Task A: From the account of the crisis team visit, list each activity the writer says they carried out on the day before the visit.
Task B: In the account of the crisis team visit, why did the writer regard bringing five police officers as a waste of police time and public money?

------ Text under study

"Why was I not referred to this team in the first place?"

About: Millbrook Mental Health Unit Nottinghamshire Healthcare NHS Foundation Trust / Adult Mental Health Crisis Services

(as a service user),

A Mental Health crisis team official and doctor visited my house, accompanied by 5 police officers. I thought the doctor looked embarrassed by the situation.

I am in my seventies, have an arthritic knee and use a walking stick. I have a heart murmur. I am a law-abiding retired civil servant with almost 50 years loyal service to my country behind me. The only offence I have ever committed was speeding, once, in 1985.

So why 5 police officers were brought to my home was never explained to me. They stood in my living room with nothing to do. For the Mental Health Crisis Team to bring so many police on their visit seemed to me to be a waste of police time, and a waste of public money.

The mental health official brought a legal document that claimed I was unable to look after myself. This was untrue. The previous day I had taken my car for service & MOT, been shopping, been to a cinema, used a tram and bus, and cooked a meal. How could that be defined as being unable to look after myself?

------------
------ Dataset content

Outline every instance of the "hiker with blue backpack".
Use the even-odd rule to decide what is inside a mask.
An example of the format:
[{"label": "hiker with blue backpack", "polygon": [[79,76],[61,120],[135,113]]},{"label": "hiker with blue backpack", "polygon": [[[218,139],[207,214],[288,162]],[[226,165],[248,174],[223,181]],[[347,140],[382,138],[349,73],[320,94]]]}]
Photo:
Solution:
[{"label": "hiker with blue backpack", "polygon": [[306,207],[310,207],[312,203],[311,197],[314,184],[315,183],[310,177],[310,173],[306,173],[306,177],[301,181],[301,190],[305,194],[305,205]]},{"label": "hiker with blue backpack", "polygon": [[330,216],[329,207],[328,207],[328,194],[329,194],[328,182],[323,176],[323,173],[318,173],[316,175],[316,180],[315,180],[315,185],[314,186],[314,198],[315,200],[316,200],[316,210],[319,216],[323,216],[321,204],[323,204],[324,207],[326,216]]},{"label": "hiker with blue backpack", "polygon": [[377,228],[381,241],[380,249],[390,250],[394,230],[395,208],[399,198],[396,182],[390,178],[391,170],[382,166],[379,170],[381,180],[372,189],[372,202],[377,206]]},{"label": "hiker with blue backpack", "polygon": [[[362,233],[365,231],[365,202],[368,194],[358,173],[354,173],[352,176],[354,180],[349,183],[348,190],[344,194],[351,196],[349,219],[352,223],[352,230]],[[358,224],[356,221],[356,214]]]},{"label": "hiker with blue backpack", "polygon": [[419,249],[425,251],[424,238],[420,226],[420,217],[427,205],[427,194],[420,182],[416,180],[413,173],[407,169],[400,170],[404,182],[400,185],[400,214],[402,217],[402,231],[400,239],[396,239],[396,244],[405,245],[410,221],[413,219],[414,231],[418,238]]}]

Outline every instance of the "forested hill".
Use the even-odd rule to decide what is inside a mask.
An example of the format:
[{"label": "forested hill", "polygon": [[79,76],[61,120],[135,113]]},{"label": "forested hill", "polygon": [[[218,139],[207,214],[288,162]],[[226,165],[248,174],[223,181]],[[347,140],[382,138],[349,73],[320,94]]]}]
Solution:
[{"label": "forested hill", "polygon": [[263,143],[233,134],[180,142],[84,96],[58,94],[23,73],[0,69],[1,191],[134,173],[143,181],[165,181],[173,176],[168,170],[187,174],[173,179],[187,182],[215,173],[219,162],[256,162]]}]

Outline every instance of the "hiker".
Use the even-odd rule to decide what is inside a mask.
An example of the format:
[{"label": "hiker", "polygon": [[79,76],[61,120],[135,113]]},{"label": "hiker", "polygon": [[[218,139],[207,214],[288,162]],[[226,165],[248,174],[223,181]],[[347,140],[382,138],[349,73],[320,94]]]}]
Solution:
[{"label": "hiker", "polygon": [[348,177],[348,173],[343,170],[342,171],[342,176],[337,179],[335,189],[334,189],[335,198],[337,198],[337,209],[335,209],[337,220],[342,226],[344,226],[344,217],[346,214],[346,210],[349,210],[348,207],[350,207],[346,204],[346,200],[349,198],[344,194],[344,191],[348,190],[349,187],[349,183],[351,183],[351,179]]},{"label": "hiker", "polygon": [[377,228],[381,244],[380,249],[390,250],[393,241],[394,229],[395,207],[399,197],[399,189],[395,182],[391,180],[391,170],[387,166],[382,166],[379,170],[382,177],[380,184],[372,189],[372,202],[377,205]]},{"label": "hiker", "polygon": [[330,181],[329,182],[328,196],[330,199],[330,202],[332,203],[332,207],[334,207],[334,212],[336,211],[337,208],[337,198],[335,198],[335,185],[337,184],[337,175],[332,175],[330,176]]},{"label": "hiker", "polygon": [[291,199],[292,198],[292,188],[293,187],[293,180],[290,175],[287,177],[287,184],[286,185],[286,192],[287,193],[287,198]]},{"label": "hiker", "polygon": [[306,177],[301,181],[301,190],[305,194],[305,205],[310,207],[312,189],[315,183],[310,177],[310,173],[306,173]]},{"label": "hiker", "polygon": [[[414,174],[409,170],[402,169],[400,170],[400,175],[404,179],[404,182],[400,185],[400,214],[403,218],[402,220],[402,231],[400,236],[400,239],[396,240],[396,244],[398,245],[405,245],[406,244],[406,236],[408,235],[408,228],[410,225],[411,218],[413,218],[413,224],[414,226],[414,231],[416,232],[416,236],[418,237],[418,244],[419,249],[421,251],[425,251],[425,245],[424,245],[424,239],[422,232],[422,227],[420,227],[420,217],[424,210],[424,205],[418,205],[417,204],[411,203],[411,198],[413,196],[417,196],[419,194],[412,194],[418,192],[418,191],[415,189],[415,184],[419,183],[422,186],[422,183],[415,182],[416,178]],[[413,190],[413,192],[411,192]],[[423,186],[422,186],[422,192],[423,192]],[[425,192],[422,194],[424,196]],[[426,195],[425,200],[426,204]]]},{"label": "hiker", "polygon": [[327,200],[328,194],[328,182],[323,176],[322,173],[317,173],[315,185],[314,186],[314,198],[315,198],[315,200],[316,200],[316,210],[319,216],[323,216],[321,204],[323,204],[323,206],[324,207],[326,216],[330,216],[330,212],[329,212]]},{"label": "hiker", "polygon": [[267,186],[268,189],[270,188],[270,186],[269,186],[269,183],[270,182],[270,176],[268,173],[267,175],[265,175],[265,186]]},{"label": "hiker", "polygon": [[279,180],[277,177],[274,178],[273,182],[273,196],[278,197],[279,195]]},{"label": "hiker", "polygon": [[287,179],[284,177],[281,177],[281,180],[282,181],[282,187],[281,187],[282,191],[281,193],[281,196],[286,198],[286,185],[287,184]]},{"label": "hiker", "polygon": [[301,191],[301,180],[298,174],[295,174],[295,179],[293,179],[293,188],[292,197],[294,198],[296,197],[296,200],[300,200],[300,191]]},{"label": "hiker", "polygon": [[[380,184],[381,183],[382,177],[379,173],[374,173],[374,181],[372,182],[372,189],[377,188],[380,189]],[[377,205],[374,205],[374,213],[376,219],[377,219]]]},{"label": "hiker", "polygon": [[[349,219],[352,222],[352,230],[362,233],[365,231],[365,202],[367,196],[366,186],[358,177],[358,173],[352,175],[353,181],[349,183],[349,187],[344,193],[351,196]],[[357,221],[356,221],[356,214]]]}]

------------

Written solution A:
- Took the car for service and MOT
- Went shopping
- Went to a cinema
- Used a tram and bus
- Cooked a meal

Written solution B: The officers stood in the writer's living room with nothing to do. The writer also presents themself as posing no threat: they are in their seventies, have an arthritic knee, use a walking stick, and are a law-abiding retired civil servant whose only offence was speeding once in 1985.